** Start of Given entries **

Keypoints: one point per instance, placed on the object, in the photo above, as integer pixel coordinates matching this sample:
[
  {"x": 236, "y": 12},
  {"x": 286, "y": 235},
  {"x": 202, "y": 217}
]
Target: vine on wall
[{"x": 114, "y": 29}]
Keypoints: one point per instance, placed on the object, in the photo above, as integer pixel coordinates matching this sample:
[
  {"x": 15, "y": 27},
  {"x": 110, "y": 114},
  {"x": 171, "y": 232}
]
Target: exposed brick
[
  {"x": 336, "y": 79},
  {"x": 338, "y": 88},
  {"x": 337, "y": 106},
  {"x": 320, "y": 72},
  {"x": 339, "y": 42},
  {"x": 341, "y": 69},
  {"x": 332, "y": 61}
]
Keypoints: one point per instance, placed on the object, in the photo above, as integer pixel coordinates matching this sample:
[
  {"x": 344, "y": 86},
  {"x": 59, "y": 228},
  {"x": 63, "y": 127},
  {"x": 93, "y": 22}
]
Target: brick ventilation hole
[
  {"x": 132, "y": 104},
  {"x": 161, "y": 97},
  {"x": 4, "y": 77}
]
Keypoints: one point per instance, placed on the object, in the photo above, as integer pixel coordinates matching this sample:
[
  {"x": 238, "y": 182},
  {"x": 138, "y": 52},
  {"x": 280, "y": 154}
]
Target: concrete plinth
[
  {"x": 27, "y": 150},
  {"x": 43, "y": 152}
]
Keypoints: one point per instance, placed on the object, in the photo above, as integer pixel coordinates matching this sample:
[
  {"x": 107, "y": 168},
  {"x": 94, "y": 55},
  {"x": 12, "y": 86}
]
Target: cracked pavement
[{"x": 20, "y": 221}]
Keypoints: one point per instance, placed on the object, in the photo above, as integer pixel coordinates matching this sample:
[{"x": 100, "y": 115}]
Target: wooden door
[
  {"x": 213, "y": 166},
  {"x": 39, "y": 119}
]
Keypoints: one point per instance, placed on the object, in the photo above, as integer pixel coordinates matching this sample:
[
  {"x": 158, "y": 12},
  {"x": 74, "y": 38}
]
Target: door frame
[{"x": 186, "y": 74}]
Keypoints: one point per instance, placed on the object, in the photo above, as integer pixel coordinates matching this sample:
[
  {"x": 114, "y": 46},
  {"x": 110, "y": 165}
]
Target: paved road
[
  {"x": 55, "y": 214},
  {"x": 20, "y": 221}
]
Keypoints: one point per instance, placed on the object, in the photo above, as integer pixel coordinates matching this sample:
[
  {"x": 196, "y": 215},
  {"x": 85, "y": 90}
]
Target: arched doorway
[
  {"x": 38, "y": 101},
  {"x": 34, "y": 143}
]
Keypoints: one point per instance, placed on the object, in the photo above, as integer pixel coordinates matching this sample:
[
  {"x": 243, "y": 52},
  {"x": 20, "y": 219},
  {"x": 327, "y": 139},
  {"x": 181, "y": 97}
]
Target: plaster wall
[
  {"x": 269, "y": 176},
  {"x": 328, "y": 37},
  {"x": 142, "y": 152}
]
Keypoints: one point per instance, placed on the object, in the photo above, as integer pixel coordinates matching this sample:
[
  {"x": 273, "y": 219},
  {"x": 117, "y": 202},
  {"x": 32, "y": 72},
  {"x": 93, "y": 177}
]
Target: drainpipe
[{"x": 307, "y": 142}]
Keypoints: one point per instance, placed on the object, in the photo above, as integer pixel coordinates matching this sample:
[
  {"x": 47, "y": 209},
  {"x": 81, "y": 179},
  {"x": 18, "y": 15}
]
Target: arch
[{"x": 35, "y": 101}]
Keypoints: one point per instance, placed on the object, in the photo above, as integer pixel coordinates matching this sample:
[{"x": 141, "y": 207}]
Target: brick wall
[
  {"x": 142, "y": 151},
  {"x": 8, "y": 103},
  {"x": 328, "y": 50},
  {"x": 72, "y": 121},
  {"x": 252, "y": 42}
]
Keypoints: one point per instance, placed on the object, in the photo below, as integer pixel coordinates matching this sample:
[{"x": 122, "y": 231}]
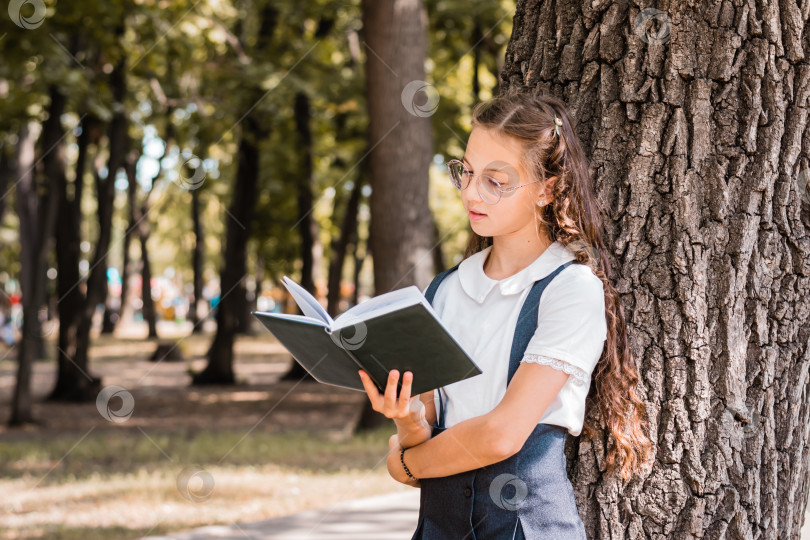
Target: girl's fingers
[
  {"x": 405, "y": 393},
  {"x": 391, "y": 390},
  {"x": 371, "y": 390}
]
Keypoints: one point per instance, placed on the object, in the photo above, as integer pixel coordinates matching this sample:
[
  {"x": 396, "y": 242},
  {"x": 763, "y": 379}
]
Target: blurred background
[{"x": 162, "y": 165}]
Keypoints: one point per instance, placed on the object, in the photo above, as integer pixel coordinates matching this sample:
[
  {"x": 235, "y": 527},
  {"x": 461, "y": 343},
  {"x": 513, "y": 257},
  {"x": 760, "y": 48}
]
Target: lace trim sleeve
[{"x": 578, "y": 374}]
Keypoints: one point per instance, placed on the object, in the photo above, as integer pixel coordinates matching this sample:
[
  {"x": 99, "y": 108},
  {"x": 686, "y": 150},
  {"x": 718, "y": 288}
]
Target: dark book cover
[{"x": 407, "y": 339}]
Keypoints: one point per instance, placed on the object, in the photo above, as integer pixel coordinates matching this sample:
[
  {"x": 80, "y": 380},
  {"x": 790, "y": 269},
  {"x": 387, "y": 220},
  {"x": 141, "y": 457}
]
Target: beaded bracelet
[{"x": 402, "y": 459}]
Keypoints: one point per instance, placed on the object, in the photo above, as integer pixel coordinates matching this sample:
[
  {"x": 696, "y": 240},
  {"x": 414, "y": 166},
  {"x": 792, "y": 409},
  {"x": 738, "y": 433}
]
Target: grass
[{"x": 128, "y": 483}]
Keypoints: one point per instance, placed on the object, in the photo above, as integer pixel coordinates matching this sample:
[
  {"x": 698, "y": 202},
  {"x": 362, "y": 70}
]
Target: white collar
[{"x": 478, "y": 285}]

** End of Given entries **

What you should do:
Repeat the data in full and exactly. Omit pictures.

The solution:
Keypoints: one point per instance, placed on the object, in the photo above, as integer pixel coordinates matching this sample:
[
  {"x": 236, "y": 12},
  {"x": 286, "y": 235},
  {"x": 202, "y": 217}
]
Target: vine on wall
[{"x": 114, "y": 29}]
Keypoints: one point per instance, placed on the object, in the photo above, as integer pixel coordinates matching this sample:
[
  {"x": 15, "y": 27},
  {"x": 110, "y": 114},
  {"x": 171, "y": 232}
]
Target: exposed brick
[
  {"x": 336, "y": 79},
  {"x": 338, "y": 88},
  {"x": 337, "y": 106},
  {"x": 320, "y": 72},
  {"x": 339, "y": 42},
  {"x": 341, "y": 69},
  {"x": 332, "y": 61}
]
Keypoints: one point per instance, placed on the object, in the photo above, as integer pixel coordinates matching this sample:
[
  {"x": 344, "y": 86},
  {"x": 59, "y": 228},
  {"x": 63, "y": 127},
  {"x": 93, "y": 22}
]
Target: brick ventilation hole
[
  {"x": 132, "y": 104},
  {"x": 161, "y": 97},
  {"x": 4, "y": 77}
]
Keypoints: one point per instance, placed on the object, in the photo above, as integer pixel coordinates matching this sample:
[
  {"x": 238, "y": 182},
  {"x": 138, "y": 52},
  {"x": 280, "y": 154}
]
Target: concrete plinth
[
  {"x": 27, "y": 150},
  {"x": 43, "y": 152}
]
Keypoints: one point per instance, placed on the object, in the photo above, as integer pixel coordinates matching this sample:
[
  {"x": 107, "y": 168},
  {"x": 94, "y": 55},
  {"x": 12, "y": 86}
]
Target: cracked pavement
[{"x": 20, "y": 221}]
Keypoints: one point per instance, placed on the object, in the photo above, as integer pixel coordinates matching this sample:
[{"x": 100, "y": 115}]
Target: wooden door
[
  {"x": 213, "y": 166},
  {"x": 39, "y": 119}
]
Keypoints: one point per instance, placed on the object, in the photo above, as integer pixel coordinates matching this sample:
[
  {"x": 158, "y": 12},
  {"x": 74, "y": 38}
]
Target: door frame
[{"x": 186, "y": 74}]
Keypoints: one point per instance, placed on the object, in the photo above, as integer pixel coordinates matching this sample:
[
  {"x": 114, "y": 46},
  {"x": 110, "y": 165}
]
Target: paved road
[
  {"x": 55, "y": 214},
  {"x": 20, "y": 221}
]
Keypoints: one point per instance, placed on the object, in the photo above, as integer pixel coordinates matching this sample:
[
  {"x": 196, "y": 215},
  {"x": 85, "y": 90}
]
Target: arched doorway
[
  {"x": 38, "y": 101},
  {"x": 34, "y": 143}
]
Keypoints: one point per instance, placed on the object, in the photo above, as integer pixel coordinates matching this sample:
[
  {"x": 243, "y": 52},
  {"x": 20, "y": 219},
  {"x": 327, "y": 139},
  {"x": 181, "y": 97}
]
Target: plaster wall
[
  {"x": 269, "y": 176},
  {"x": 328, "y": 37},
  {"x": 142, "y": 152}
]
Keypoints: one point per instance, placed on the object, in the photo above, as integer pixel coordinates matching this sample:
[
  {"x": 273, "y": 219},
  {"x": 117, "y": 202},
  {"x": 32, "y": 72},
  {"x": 93, "y": 177}
]
Target: drainpipe
[{"x": 307, "y": 142}]
Keypoints: one point per instance, placed on the object, in the photo above, as integer pixel coordinates matching this sample:
[
  {"x": 47, "y": 209},
  {"x": 81, "y": 179},
  {"x": 18, "y": 15}
]
Target: arch
[{"x": 35, "y": 101}]
Keypoints: one point per instance, placed on the object, in the photo above, as integer pixel coordinates matching this sample:
[{"x": 141, "y": 207}]
Target: brick wall
[
  {"x": 142, "y": 151},
  {"x": 8, "y": 103},
  {"x": 328, "y": 50},
  {"x": 72, "y": 121},
  {"x": 252, "y": 42}
]
Keypoints: one point per instance, placed on the object, in the photo below, as integer pixel coordinates matching this sample:
[{"x": 122, "y": 231}]
Target: girl's fingers
[
  {"x": 405, "y": 393},
  {"x": 391, "y": 390},
  {"x": 371, "y": 390}
]
Keypoints: one point per instance, placed on the object, in the photo above, as integer pixel coordinates matching this sample:
[
  {"x": 396, "y": 242},
  {"x": 763, "y": 379}
]
Target: blurred background
[{"x": 162, "y": 165}]
Keypoints: one point per instance, placed on the object, in the photo above, as integer pixel coordinates matching this sample:
[
  {"x": 235, "y": 527},
  {"x": 461, "y": 343},
  {"x": 513, "y": 257},
  {"x": 760, "y": 48}
]
Target: lace trim sleeve
[{"x": 578, "y": 374}]
Keypoints: one point per instance, placed on the object, in the photo above, as integer pixel coordinates matching this sample:
[
  {"x": 99, "y": 108},
  {"x": 686, "y": 150},
  {"x": 718, "y": 288}
]
Target: dark book cover
[{"x": 407, "y": 339}]
Keypoints: one point per instance, placed on the object, in the photo above, as integer pixel coordinates matching this sample:
[
  {"x": 80, "y": 380},
  {"x": 790, "y": 269},
  {"x": 387, "y": 220},
  {"x": 141, "y": 457}
]
Target: beaded bracelet
[{"x": 402, "y": 459}]
Keypoints: one point per instance, placed on the object, in the photo above, as integer pixel coordinates matching this sample:
[
  {"x": 696, "y": 240},
  {"x": 414, "y": 166},
  {"x": 792, "y": 409},
  {"x": 738, "y": 433}
]
Target: grass
[{"x": 128, "y": 483}]
Keypoints: one point per instance, placed on the object, in the photo above, as integer pixel coordinates matching this sample:
[
  {"x": 698, "y": 202},
  {"x": 362, "y": 70}
]
Target: white collar
[{"x": 478, "y": 285}]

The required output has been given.